• TEXT:
--------------------------------------------------
Even without a storm on the way, daily life near a hog farm can be toxic. The world consumes cheap bacon at the expense of North Carolina’s rural poor, as Lily Kuo reported for Quartz in 2015.

Duplin County, the heart of the North Carolina’s hog country, is one of the poorest in the state. It is disproportionately black and Hispanic compared to the rest of the state, and the smell of excrement seeps into all aspects of routine life. Research on health impacts of hog farms is lacking, but studies point to effects ranging from impaired memory function to higher infant mortality (paywall) rates, higher asthma rates in children to wheezing and higher blood pressure among the neighboring population.

Kuo wrote:

…at heart, it’s a story about poverty and racial inequality, and how those forces play out in a state where the hog industry has emerged as both essential for the economy and an oppressor of poorer communities of color.
--------------------------------------------------
• APPLY WHAT YOU READ:
1. Answer these questions using the passage on hog farms:
(a) Which county does the passage call the heart of North Carolina's hog country?
(b) In what year did Lily Kuo report on this subject for Quartz?
(c) In the quoted lines, what two forces does Kuo say the story is about at heart?
2. Continue the passage on hog farms in North Carolina, picking up right after Kuo's quoted words.
The entries below have no connection to the passage on hog farms.

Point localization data
--------------------------------------------------
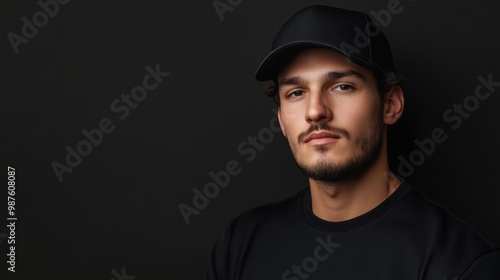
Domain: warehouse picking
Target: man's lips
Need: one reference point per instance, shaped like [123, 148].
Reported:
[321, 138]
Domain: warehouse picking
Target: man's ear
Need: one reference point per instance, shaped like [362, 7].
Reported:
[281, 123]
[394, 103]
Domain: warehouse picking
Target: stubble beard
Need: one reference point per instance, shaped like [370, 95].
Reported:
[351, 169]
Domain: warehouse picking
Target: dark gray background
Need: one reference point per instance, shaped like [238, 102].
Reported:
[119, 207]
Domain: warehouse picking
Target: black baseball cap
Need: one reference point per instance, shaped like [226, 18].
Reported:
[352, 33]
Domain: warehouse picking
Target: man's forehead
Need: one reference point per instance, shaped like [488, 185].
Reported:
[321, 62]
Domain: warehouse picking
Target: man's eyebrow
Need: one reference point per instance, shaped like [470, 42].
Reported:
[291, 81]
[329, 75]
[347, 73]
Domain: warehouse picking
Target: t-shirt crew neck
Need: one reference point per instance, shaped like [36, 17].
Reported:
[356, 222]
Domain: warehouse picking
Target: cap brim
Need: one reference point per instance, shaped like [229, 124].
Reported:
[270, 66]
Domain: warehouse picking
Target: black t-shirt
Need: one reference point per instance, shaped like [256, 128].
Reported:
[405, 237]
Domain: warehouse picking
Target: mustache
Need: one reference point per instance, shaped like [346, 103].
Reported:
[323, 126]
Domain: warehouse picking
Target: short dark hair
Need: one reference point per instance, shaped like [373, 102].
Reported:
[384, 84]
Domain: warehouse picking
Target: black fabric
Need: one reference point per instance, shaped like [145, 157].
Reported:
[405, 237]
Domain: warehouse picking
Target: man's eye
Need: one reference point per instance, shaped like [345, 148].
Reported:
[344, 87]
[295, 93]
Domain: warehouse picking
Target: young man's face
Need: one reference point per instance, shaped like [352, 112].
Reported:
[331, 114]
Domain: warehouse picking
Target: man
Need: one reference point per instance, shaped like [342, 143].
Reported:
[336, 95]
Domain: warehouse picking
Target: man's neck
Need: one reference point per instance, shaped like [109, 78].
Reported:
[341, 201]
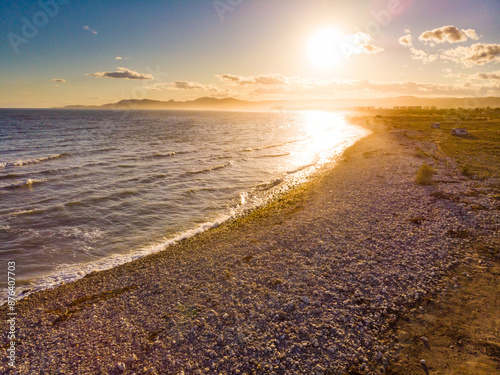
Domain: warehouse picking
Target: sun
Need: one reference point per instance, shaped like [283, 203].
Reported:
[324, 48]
--------------------------------------------------
• EXERCISE RESULTS:
1.
(a) Duplin County
(b) 2015
(c) Poverty and racial inequality

2.
It begs questions about the quality of life the world’s richest nation will tolerate for its poorer citizens, questions that have been thrown into sharp relief by the recent entry into North Carolina of China’s—indeed the world’s—largest pork processor, WH Group. Drawn by the low cost of production there, WH Group finds it cheaper to raise pigs in North Carolina and export them to tables back home than to raise the animals in China. The irony is not lost on the residents of Duplin County.

“The poor people, they literally get shit on,” says Kemp Burdette, who advocates for better water quality in North Carolina’s Cape Fear River with the nonprofit, the Cape Fear River Watch.